● **What you need to do**
Which lines below contain the string "penguin", with uppercase and lowercase treated as different? Copy out each such line in full.

● **Records from a dataset**
_ _ _
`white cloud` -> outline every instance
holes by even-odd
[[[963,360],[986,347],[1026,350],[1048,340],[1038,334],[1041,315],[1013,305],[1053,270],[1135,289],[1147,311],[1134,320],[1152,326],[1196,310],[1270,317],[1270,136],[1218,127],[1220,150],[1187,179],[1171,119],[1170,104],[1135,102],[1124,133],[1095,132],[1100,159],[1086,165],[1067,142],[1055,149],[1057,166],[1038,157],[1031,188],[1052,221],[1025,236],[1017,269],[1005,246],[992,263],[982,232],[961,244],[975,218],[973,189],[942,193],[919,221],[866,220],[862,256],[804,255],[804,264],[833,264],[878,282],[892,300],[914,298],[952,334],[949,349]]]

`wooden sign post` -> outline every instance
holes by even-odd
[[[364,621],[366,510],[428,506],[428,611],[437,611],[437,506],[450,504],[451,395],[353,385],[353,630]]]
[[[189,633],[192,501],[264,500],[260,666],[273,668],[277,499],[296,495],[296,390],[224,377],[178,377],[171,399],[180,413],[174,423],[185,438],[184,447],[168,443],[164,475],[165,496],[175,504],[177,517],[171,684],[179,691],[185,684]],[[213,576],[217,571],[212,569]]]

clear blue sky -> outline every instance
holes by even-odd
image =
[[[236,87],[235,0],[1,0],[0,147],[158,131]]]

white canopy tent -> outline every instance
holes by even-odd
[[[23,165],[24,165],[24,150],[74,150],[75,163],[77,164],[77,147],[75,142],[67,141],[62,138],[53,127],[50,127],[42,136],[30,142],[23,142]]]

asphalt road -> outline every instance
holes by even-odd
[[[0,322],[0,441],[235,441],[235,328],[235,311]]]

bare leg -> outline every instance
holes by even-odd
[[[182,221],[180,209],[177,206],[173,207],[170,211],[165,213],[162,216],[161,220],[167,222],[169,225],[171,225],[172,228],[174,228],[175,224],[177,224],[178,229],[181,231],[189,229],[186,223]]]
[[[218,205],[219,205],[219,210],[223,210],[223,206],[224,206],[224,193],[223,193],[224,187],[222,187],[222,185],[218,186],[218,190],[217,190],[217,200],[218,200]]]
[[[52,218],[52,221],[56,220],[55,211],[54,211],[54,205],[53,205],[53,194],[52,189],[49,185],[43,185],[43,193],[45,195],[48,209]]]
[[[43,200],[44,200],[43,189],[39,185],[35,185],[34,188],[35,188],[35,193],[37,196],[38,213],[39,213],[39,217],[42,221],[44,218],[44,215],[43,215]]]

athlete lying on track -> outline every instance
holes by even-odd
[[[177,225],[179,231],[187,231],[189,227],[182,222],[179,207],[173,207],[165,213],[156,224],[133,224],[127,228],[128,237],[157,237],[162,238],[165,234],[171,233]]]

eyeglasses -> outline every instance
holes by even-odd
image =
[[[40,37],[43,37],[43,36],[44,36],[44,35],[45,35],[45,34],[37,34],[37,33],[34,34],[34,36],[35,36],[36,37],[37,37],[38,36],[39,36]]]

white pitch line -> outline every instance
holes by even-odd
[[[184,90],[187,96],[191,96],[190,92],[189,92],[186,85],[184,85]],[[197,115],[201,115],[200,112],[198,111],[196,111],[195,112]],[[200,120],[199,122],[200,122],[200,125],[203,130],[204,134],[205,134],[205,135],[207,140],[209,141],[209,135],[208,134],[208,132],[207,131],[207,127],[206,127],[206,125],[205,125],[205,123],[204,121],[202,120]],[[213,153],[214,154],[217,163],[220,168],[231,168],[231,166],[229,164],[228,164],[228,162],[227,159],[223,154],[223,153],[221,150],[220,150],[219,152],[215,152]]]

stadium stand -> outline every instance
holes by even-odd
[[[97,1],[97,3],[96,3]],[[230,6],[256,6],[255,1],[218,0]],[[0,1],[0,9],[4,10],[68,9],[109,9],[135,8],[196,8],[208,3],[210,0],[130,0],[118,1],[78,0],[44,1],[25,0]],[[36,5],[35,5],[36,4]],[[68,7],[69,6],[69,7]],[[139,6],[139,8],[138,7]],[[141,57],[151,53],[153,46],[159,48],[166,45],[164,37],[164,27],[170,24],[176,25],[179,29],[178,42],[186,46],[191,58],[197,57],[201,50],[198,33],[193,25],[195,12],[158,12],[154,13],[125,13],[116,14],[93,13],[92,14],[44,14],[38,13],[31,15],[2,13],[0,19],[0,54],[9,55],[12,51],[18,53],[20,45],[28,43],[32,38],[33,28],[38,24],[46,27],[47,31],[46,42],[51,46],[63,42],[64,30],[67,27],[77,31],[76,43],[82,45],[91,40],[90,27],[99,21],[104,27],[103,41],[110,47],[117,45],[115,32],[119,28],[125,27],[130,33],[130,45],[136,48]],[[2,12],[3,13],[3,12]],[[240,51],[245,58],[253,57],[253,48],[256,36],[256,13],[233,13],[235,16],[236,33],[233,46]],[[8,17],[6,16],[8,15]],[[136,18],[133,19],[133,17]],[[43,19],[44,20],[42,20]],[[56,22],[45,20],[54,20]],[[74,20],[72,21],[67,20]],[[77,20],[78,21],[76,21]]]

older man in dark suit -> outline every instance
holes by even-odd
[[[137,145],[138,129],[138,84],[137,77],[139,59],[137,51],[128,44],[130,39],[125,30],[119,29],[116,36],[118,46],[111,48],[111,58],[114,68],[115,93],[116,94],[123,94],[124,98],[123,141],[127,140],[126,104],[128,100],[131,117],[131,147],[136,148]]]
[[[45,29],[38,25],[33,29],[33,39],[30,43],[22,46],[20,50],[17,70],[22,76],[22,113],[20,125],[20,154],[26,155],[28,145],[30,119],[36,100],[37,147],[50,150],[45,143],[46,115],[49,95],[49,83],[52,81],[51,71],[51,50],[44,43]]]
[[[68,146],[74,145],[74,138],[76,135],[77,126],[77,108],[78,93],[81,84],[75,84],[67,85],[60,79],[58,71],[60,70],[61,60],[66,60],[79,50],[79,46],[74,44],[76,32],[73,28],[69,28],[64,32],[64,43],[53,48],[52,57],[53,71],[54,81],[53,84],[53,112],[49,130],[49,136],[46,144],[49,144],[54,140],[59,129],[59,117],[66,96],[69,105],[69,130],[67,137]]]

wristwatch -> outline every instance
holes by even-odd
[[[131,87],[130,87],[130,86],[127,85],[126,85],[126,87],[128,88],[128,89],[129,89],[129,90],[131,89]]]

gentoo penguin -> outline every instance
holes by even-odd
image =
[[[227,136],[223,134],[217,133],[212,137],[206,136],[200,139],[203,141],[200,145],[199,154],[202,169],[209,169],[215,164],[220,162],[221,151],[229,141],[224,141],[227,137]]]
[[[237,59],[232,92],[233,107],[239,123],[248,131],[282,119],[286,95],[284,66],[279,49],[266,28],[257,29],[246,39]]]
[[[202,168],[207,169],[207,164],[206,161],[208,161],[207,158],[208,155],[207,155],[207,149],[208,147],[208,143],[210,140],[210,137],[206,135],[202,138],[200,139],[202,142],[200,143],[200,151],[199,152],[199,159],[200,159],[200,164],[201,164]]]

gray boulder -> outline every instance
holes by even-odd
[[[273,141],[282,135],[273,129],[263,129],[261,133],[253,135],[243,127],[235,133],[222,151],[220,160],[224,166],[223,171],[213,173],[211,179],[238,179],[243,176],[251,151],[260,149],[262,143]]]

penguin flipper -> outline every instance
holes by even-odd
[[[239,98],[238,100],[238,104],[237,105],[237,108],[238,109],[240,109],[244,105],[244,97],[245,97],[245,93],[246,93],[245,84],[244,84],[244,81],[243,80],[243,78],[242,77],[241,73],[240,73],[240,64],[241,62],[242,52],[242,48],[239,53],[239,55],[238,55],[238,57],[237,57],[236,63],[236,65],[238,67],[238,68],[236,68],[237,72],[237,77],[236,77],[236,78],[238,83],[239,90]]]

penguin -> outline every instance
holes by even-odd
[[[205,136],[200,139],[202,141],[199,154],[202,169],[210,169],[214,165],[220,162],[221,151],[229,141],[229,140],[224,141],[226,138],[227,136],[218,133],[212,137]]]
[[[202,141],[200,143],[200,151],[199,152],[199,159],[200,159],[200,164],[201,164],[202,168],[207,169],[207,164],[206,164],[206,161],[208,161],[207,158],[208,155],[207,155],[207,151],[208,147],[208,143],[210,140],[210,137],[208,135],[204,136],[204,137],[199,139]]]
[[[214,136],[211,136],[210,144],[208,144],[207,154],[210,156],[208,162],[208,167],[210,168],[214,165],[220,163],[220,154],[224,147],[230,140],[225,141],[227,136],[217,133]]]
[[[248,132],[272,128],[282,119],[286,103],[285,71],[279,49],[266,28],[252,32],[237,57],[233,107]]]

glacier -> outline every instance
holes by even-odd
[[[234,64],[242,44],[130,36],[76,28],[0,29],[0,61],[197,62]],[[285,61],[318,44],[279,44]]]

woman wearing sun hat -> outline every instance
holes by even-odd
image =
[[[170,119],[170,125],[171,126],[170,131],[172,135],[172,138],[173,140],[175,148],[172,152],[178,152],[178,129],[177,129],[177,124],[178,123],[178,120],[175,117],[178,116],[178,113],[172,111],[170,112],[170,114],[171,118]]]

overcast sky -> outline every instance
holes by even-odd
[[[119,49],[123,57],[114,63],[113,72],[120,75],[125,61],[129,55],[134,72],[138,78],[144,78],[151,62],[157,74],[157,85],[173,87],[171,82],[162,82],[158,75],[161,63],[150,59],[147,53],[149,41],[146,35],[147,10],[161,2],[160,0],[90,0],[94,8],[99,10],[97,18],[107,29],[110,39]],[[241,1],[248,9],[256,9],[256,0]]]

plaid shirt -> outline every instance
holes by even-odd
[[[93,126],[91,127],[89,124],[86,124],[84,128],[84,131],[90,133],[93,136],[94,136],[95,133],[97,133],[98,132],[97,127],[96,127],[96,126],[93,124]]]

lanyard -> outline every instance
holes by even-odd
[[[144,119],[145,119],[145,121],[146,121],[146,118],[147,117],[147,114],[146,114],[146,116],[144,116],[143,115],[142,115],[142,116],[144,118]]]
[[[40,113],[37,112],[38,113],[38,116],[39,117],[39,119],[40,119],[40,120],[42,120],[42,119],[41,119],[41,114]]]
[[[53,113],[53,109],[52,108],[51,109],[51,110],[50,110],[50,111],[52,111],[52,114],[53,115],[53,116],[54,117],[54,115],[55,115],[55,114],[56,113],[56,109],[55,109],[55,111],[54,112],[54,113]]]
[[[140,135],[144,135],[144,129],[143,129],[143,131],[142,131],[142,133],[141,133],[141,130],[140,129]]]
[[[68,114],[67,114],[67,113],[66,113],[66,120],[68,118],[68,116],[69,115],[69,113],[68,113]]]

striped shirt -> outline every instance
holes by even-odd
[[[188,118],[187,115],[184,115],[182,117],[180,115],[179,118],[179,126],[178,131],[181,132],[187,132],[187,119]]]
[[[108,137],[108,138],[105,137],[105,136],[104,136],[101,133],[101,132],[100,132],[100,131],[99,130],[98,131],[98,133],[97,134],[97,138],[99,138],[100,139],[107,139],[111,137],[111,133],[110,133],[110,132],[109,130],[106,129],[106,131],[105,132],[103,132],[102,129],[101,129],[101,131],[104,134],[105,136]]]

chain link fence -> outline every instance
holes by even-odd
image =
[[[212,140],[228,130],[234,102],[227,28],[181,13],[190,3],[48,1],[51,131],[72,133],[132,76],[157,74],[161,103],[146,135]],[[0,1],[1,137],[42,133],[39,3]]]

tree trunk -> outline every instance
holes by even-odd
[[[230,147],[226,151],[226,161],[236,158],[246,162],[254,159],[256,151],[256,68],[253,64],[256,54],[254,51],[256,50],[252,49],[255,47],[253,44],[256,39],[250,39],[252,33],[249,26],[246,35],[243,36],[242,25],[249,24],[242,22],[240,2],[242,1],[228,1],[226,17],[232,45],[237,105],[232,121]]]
_ _ _
● **Written response**
gentoo penguin -> outline every instance
penguin flipper -> outline every instance
penguin -> outline every instance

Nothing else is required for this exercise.